▸ **Exercise task A**
Answer these from the album article below:
(i) Who produced the album?
(ii) What is the album's first track a cover of?
(iii) Which compilation included no songs from the album?

▸ **Document segment**
>> Begin

Studio album by Cows
- Released: 1987
- Recorded: June – July 1987 in Minneapolis
- Genres: Noise rock, post-hardcore, punk blues
- Length: 35:00
- Label: Treehouse
- Producer: Brian Paulson

Cows chronology
|  | Taint Pluribus Taint Unum (1987) | Daddy Has a Tail! (1989) |

= Taint Pluribus Taint Unum =

Taint Pluribus Taint Unum is the debut studio album by the Minneapolis-based noise rock band Cows, released in 1987 through Treehouse Records.

==Music==
The first track of the album, "Koyaanisqatsi," is a cover of the intro piece from the 1982 film of the same name.

==Release and reception==

The record was released for a limited time on vinyl and has since gone out of print. Unlike its successors, no songs from Taint Pluribus Taint Unum appeared on the Old Gold 1989–1991 compilation.

AllMusic staff writer John Dougan called it "the Cows at their most impenetrable and noisy" and that "fans of Japanese noise acts like the Boredoms and some of John Zorn's more extreme jazzcore outfits might think this is pretty cool." Alternative Rock wrote: "Tragically badly recorded though it is, the screaming, grinding, honking mess which occasionally pulls itself into something like music sounds great at 3 in the morning."

>> End

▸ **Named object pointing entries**
>> Begin

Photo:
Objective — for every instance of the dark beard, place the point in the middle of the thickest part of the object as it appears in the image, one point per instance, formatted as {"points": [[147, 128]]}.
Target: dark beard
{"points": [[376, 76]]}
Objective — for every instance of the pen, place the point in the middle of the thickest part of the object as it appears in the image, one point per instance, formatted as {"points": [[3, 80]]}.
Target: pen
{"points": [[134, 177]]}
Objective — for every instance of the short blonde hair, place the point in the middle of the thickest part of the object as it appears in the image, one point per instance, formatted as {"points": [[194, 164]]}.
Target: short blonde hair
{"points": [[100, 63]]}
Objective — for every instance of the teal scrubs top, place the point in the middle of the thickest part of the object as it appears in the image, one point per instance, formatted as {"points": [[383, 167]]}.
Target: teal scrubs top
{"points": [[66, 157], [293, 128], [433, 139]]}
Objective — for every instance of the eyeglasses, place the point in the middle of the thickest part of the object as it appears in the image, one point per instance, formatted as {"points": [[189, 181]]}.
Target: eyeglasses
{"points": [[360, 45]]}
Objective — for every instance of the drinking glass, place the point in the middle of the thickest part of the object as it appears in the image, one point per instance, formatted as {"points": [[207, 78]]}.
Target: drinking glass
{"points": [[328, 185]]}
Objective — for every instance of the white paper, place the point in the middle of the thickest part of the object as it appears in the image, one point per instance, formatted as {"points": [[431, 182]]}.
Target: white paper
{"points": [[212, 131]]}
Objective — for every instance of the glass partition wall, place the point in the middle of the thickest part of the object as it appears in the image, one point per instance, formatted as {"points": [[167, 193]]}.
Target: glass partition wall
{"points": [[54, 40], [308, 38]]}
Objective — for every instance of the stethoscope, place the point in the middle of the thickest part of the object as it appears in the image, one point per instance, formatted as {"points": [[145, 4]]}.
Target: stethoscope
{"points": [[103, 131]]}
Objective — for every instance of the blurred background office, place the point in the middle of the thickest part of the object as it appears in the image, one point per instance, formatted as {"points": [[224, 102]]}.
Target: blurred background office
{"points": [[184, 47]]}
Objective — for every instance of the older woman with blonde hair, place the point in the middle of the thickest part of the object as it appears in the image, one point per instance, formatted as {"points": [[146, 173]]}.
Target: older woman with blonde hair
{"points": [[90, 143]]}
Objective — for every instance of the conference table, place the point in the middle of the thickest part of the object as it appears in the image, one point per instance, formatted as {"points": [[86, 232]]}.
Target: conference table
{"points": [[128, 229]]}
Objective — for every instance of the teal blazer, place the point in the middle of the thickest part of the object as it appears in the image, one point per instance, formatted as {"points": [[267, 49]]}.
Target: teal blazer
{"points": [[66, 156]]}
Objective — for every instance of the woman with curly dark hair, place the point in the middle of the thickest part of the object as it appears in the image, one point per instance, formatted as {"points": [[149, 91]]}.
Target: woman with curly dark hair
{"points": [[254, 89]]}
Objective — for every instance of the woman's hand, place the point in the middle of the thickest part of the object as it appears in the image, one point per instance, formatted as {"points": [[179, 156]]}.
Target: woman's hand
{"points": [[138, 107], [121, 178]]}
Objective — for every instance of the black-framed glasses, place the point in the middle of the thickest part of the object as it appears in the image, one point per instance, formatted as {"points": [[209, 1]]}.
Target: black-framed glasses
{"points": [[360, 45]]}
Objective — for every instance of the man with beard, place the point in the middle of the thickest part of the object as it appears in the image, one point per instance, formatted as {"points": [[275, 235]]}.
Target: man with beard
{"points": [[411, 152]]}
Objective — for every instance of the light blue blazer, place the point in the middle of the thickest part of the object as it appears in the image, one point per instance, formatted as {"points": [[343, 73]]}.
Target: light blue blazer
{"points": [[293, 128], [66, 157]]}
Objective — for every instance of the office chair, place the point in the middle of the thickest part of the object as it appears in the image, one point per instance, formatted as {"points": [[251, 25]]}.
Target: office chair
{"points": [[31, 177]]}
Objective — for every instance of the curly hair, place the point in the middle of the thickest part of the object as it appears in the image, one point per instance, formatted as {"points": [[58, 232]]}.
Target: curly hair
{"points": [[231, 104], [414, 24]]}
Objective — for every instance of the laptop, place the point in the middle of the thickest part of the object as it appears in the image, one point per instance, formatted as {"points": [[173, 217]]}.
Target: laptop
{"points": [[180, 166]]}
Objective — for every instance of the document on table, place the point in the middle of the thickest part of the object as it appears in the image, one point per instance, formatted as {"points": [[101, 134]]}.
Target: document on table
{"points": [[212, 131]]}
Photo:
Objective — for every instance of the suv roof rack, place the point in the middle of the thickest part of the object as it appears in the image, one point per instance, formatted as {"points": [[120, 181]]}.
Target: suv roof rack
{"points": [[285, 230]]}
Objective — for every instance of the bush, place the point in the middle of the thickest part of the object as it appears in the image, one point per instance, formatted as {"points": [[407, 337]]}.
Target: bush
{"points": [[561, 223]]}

>> End

▸ **Exercise task B**
Extract each line of the entries that contains the string "short".

▸ **Expected output A**
(i) Brian Paulson
(ii) The intro piece from the 1982 film Koyaanisqatsi
(iii) Old Gold 1989–1991

▸ **Expected output B**
Objective — for every instance of the short blonde hair, place the point in the middle of the thickest part of the object as it appears in the image, one point per instance, formatted as {"points": [[194, 164]]}.
Target: short blonde hair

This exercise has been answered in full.